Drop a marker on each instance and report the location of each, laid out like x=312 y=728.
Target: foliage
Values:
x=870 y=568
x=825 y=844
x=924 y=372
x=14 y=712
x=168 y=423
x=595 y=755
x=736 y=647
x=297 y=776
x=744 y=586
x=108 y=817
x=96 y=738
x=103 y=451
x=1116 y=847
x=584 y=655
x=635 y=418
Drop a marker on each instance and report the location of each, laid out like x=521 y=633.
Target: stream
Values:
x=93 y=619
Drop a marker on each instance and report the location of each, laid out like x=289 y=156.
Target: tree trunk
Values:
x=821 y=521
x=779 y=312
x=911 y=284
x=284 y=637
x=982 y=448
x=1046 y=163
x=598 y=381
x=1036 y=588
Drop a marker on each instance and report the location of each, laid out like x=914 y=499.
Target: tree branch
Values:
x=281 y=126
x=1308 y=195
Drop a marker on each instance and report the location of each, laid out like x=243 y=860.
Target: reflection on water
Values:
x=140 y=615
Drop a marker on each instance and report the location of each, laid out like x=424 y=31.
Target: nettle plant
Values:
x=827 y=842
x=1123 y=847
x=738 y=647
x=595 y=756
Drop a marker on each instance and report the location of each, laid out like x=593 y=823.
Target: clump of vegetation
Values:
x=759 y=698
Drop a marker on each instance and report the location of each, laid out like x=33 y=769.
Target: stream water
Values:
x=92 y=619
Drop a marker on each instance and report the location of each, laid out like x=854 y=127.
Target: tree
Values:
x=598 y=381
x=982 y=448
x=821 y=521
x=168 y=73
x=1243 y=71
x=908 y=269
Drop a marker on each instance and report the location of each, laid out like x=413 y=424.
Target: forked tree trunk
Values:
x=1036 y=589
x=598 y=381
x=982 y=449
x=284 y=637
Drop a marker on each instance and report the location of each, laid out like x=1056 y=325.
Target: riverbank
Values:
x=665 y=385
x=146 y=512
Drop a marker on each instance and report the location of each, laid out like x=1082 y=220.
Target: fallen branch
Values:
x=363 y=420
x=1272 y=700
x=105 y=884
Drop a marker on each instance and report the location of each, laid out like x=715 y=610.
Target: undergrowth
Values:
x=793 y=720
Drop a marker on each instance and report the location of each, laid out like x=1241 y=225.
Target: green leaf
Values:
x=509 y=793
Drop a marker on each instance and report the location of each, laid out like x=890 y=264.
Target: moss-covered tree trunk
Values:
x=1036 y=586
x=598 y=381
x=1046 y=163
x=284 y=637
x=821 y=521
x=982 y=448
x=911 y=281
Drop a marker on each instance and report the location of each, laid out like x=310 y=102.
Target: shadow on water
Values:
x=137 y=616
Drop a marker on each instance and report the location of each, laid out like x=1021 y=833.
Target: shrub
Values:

» Short exercise
Rewrite all of the rows above, replacing "Drop a marker" with "Place a pin" and leaving everything else unchanged.

» Answer below
Place a pin on each instance and report the location of each, laid out like x=312 y=728.
Target: foliage
Values:
x=870 y=568
x=825 y=844
x=924 y=372
x=14 y=712
x=168 y=423
x=595 y=755
x=736 y=647
x=297 y=776
x=744 y=586
x=108 y=817
x=96 y=738
x=103 y=451
x=1116 y=847
x=584 y=655
x=635 y=418
Place a pin on each instance and report the location of each, laid out like x=521 y=633.
Target: stream
Values:
x=93 y=619
Place a pin on each instance and report the location of each, laid out like x=289 y=156.
Target: tree trunk
Values:
x=821 y=521
x=779 y=312
x=911 y=284
x=284 y=637
x=982 y=448
x=1046 y=163
x=598 y=381
x=1036 y=588
Place a pin on each instance and report the location of each, laid out like x=914 y=499.
Target: tree branch
Values:
x=281 y=126
x=1308 y=195
Place a pin on each instance and report the location of each, laid out like x=243 y=860.
Target: reflection on water
Values:
x=140 y=615
Place a pin on each instance and report the location of each, laid out like x=424 y=31.
Target: nettle plant
Values:
x=827 y=842
x=1123 y=847
x=738 y=647
x=595 y=756
Place a pin on each instance and report the location of each, laid out like x=593 y=823.
Target: clump of vegetation
Values:
x=759 y=698
Place a pin on each instance and report the location of each, laid out like x=33 y=769.
Target: stream water
Values:
x=92 y=619
Place a pin on each instance and report the location of each, laid out like x=854 y=127.
Target: tree
Values:
x=598 y=381
x=982 y=448
x=821 y=521
x=168 y=73
x=1243 y=71
x=908 y=269
Place a pin on each instance and report the location of each, laid out like x=413 y=424.
Target: forked tree trunk
Values:
x=1036 y=589
x=598 y=381
x=982 y=449
x=284 y=637
Place a pin on each instance and report the location of each, laid out like x=1056 y=325.
Target: riverbank
Values:
x=665 y=385
x=146 y=512
Place a pin on each instance and report the location of each, laid out like x=1082 y=220.
Target: fallen branch
Values:
x=363 y=420
x=1272 y=700
x=105 y=884
Place a pin on each instance and report the location of each, laid out like x=715 y=610.
Target: undergrowth
Values:
x=793 y=720
Place a pin on each instance and report the location of each, laid out like x=1241 y=225.
Target: green leaf
Values:
x=509 y=793
Place a pin on each instance and report the location of each, laid out like x=890 y=264.
Target: moss-covered tree trunk
Values:
x=1036 y=586
x=598 y=381
x=1046 y=163
x=284 y=637
x=821 y=521
x=982 y=448
x=911 y=281
Place a pin on each instance and report the location of each, laid out like x=310 y=102.
Target: shadow on water
Values:
x=137 y=616
Place a pin on each instance and report the location of each, laid out like x=1021 y=833.
Target: shrub
Values:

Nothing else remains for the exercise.